> [VORLIEGENDER TEXT]

-- -- --

Vor allem Menschen mit kirchlichem Hintergrund würden zu den Grünen stoßen, außerdem viele Aktivisten aus Asylhelferkreisen, berichtet Lena Satzger, die Kreisvorsitzende. Ein Beispiel sei Gina Merkl, die 2015 mit damals 16 Jahren beigetreten sei. Sie war früher mal Ministrantin, wollte sich politisch engagieren und war auf der Suche. Wegen des Klimawandels und der Asyldebatte ist sie damals bei den Grünen gelandet, die Linkspartei erschien ihr "zu aggressiv" im Auftritt.

Die neuen Mitglieder sind zu 40 Prozent Frauen, was dem bisherigen Anteil im Kreisverband entspricht, sagt Satzger. Ungewöhnlich ist, dass das Gros der neuen Aktivisten der Altersgruppe zwischen 30 und 50 Jahren angehört, die im politischen Betrieb sonst rar sind: Das sind Menschen, die voll im Berufsleben stehen und oft noch kleine Kinder haben. Dagegen hat die Grüne Jugend trotz Fridays for Future von dem Boom nicht so stark profitiert. Der Jugendverband wächst langsam und zählt aktuell 64 Personen. Eine Massenpartei sind die Grünen jedenfalls noch lange nicht, die Mitgliederzahl verweist eher auf den Typus der traditionellen liberalen Honoratiorenpartei. Zum Vergleich: Die CSU hatte schon im Herbst 1946, ein Jahr nach ihrer Gründung, etwa 340 Mitglieder, heute sind es knapp 2000 im Landkreis. Wer bei den Grünen eintritt, kann schnell Karriere machen. Seit 2018 sitzt Merkl im Bezirkstag. Sie ist Sprecherin der Grünen Jugend und kandidiert auf aussichtsreichen Plätzen für den Kreistag und den Fürstenfeldbrucker Stadtrat.

Seit der Landtagswahl im Herbst 2018, also vor Fridays for Future, schlägt sich der Boom in Wählerstimmen nieder. Bei der Bundestagswahl ein Jahr zuvor erzielten die Grünen im Landkreis um die zwölf Prozent, das war wenig spektakulär, sondern eine Größenordnung, in der sie seit Jahrzehnten verharrt hatten. Bei der Landtagswahl konnten die Grünen ihren Anteil in beiden Wahlbezirken auf knapp ein Viertel mehr als verdoppeln und die SPD weit hinter sich lassen. Im Mai 2019 bei der Europawahl heimsten die Grünen mehr als 22 Prozent ein - verglichen mit 14,5 Prozent 2014 ein großer Sprung.

Jedenfalls sind die Grünen optimistisch in Bezug auf die bevorstehenden Kommunalwahlen. Deren Besonderheit besteht in einer deutlich geringeren Wahlbeteiligung und einem ausgeprägteren Persönlichkeitsfaktor. Bei ihrer allerersten Kandidatur für den Kreistag 1984 schafften die Grünen sechs Prozent und schraubten sich in der Folgezeit deutlich in den zweistelligen Bereich. Vor sechs Jahren erzielten sie 14,3 Prozent, allerdings bei einer Wahlbeteiligung von nur 53 Prozent.

-- -- --

Einträge aus einer Datensammlung

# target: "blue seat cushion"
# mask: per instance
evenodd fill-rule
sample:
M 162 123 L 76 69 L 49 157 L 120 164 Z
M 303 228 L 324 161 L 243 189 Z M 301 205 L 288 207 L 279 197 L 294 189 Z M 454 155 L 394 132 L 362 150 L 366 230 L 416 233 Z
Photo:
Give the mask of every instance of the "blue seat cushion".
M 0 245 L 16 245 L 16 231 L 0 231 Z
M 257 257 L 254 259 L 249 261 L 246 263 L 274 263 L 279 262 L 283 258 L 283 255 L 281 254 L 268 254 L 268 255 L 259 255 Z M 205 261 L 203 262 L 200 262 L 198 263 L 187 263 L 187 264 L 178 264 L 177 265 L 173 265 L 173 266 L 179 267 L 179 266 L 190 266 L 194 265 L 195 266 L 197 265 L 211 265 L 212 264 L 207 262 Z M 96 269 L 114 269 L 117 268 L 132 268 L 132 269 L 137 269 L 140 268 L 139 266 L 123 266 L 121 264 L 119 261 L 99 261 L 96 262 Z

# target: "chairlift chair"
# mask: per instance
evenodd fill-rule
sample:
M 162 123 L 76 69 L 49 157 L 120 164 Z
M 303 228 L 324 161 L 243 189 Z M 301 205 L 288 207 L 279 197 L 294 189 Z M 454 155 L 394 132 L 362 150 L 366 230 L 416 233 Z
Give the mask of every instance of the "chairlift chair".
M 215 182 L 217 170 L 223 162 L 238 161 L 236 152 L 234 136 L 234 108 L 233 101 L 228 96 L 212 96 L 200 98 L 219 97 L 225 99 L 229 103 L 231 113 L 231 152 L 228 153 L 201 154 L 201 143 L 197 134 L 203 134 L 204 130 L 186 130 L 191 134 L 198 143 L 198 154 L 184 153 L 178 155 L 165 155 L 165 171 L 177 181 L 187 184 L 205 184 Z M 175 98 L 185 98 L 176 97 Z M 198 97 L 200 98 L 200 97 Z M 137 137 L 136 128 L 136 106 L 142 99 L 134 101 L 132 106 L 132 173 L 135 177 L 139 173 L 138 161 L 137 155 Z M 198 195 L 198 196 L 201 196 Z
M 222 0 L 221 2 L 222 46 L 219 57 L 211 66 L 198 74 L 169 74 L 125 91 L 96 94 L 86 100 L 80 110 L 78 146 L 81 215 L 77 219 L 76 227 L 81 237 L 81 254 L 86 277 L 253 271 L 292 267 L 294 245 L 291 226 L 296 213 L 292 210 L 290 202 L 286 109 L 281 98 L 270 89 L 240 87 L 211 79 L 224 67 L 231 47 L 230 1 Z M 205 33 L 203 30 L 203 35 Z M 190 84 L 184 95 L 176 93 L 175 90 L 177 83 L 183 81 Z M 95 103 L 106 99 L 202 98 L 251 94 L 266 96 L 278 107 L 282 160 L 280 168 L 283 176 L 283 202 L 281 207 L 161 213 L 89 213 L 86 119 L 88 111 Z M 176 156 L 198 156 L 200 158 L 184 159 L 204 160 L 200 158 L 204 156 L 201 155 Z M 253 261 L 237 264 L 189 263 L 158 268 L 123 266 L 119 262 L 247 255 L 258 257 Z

-- -- --

> [AUFGABENSTELLUNG]
Schreib aus dem Text über die Grünen im Landkreis den Abschnitt wortgetreu ab, der bei „Jedenfalls sind die“ beginnt und bei „von nur 53 Prozent.“ endet. Die Daten werden hier nicht gebraucht.

> [SCHRIFTLICHE LÖSUNG]
Jedenfalls sind die Grünen optimistisch in Bezug auf die bevorstehenden Kommunalwahlen. Deren Besonderheit besteht in einer deutlich geringeren Wahlbeteiligung und einem ausgeprägteren Persönlichkeitsfaktor. Bei ihrer allerersten Kandidatur für den Kreistag 1984 schafften die Grünen sechs Prozent und schraubten sich in der Folgezeit deutlich in den zweistelligen Bereich. Vor sechs Jahren erzielten sie 14,3 Prozent, allerdings bei einer Wahlbeteiligung von nur 53 Prozent.